§ **Problem requirements**: In the entries below, find the line with "[locate] the gray painted" and the line with "[locate] the snow-covered". Reproduce those two lines and every line between them exactly, and nothing more.

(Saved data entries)

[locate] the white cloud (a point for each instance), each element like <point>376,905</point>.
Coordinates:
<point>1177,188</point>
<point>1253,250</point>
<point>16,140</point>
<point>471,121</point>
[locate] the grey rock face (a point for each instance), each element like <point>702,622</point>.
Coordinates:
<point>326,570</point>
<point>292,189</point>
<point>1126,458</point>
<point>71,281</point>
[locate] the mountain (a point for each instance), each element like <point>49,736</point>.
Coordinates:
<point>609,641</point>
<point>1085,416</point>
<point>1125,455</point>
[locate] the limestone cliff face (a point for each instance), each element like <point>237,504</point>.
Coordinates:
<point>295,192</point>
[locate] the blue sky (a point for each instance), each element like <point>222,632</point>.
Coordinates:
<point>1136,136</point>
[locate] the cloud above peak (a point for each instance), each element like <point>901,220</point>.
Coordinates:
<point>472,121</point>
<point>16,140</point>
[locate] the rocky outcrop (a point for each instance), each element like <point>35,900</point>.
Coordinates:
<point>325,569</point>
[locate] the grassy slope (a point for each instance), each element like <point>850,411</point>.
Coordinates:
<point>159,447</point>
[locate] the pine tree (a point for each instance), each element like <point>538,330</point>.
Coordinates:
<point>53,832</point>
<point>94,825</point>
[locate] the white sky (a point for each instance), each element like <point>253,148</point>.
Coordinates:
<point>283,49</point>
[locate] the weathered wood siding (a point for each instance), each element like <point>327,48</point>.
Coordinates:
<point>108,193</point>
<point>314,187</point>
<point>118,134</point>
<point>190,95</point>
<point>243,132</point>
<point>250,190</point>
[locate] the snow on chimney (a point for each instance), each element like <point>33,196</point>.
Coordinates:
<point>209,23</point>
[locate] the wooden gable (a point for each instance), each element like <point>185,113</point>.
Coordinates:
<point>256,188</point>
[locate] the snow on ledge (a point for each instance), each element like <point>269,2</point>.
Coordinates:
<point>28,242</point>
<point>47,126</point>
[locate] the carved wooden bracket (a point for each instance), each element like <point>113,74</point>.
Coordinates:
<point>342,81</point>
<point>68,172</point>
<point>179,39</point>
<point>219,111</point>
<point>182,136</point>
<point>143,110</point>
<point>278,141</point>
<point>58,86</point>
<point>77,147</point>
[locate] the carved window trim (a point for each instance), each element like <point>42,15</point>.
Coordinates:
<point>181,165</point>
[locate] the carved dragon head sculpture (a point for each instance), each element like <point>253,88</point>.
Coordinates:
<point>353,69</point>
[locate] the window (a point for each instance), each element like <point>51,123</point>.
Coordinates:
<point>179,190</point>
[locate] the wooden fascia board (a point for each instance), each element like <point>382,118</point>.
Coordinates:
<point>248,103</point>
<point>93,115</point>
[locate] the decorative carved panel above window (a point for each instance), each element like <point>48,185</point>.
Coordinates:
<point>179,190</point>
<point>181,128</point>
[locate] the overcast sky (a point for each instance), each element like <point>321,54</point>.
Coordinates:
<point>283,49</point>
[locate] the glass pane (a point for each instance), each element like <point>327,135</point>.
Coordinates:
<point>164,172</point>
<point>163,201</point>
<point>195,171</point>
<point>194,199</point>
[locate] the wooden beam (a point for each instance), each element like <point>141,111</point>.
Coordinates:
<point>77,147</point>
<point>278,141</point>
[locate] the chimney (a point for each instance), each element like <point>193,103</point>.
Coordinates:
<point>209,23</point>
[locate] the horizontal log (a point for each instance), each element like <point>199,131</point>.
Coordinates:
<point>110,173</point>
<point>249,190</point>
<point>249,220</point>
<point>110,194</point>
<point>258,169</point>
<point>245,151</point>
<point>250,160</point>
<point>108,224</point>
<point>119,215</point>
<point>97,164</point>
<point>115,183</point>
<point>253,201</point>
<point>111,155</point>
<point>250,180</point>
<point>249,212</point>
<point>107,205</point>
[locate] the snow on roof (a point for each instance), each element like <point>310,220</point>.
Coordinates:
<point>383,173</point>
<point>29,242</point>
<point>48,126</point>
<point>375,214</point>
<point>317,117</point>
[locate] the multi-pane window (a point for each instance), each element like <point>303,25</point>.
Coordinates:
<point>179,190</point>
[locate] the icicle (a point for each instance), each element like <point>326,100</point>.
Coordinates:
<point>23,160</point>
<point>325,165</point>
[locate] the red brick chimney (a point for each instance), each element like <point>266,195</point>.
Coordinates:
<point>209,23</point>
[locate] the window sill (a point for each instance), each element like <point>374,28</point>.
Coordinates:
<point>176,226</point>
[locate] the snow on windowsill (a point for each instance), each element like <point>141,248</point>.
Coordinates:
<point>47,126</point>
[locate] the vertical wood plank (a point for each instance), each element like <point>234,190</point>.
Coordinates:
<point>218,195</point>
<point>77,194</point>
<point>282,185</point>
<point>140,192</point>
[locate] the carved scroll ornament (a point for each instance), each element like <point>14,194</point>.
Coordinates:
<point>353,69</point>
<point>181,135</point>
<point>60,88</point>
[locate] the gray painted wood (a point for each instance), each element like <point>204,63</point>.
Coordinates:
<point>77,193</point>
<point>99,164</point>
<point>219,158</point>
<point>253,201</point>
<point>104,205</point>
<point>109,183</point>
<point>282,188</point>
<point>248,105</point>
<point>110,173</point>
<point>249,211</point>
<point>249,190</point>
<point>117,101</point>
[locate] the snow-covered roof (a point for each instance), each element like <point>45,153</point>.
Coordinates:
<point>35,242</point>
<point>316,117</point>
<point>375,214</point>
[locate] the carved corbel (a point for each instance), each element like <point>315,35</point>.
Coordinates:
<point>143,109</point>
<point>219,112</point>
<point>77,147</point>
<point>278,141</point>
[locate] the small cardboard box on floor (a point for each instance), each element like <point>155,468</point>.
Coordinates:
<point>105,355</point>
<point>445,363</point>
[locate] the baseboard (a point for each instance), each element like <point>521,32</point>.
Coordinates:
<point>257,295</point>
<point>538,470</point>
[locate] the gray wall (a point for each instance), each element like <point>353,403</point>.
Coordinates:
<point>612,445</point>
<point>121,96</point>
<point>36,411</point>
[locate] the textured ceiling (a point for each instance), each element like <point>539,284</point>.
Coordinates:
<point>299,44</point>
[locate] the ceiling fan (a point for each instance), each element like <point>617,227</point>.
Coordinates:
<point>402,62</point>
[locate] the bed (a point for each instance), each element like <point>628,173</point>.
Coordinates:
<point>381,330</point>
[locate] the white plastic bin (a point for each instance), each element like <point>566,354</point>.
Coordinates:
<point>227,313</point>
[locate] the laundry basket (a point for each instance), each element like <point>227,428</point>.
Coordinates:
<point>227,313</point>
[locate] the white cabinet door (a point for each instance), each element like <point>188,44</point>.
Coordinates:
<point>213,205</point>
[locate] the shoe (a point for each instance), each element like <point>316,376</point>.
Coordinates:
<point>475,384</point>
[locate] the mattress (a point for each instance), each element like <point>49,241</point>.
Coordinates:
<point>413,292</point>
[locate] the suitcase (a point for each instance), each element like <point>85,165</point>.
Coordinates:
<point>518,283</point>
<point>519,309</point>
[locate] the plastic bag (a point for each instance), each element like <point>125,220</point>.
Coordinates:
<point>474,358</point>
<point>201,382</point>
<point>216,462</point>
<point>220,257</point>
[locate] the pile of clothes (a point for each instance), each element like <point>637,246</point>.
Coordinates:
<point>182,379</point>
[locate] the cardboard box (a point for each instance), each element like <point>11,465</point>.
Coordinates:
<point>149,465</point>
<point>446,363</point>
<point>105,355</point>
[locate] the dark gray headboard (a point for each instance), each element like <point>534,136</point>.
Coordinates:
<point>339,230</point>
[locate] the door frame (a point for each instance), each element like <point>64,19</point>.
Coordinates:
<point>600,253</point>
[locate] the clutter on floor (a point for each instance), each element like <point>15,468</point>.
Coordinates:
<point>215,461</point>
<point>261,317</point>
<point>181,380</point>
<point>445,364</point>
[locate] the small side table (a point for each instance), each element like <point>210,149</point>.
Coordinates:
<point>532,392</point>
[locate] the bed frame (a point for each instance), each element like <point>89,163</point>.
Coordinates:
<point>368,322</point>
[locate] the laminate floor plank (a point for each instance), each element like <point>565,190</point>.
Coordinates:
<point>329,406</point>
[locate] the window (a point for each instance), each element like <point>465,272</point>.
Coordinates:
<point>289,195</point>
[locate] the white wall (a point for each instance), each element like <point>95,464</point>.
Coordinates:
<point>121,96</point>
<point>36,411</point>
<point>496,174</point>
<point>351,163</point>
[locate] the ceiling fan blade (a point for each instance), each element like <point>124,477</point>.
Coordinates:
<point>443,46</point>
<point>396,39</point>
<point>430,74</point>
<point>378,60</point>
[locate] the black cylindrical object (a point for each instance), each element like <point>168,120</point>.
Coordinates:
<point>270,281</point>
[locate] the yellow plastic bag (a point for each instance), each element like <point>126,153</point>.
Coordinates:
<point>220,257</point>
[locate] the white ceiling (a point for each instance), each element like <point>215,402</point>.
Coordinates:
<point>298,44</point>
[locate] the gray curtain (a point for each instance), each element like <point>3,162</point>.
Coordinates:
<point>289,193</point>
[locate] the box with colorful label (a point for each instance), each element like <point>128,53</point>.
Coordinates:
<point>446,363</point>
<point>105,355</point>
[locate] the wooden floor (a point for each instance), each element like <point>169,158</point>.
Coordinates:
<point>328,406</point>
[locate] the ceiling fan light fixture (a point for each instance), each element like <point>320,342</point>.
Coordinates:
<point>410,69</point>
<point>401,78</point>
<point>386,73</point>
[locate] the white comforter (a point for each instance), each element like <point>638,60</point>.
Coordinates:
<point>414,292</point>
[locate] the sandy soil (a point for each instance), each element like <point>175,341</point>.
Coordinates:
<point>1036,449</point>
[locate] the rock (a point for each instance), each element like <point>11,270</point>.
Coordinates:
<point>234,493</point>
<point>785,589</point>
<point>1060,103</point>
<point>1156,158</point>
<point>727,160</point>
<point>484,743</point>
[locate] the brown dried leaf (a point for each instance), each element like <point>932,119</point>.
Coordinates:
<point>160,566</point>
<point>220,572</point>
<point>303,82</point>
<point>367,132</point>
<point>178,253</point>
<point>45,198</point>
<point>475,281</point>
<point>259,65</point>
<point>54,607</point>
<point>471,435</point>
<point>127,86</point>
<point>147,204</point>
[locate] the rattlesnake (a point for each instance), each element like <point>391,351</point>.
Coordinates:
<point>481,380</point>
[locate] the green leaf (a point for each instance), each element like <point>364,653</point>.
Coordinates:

§ **Solution to the exercise**:
[locate] the gray painted wood (a point for each instance), each element like <point>204,63</point>.
Coordinates:
<point>77,193</point>
<point>99,164</point>
<point>219,158</point>
<point>253,201</point>
<point>104,205</point>
<point>109,183</point>
<point>282,188</point>
<point>248,105</point>
<point>110,173</point>
<point>249,211</point>
<point>249,190</point>
<point>117,101</point>
[locate] the snow-covered roof (a point for each instance), each element like <point>45,153</point>.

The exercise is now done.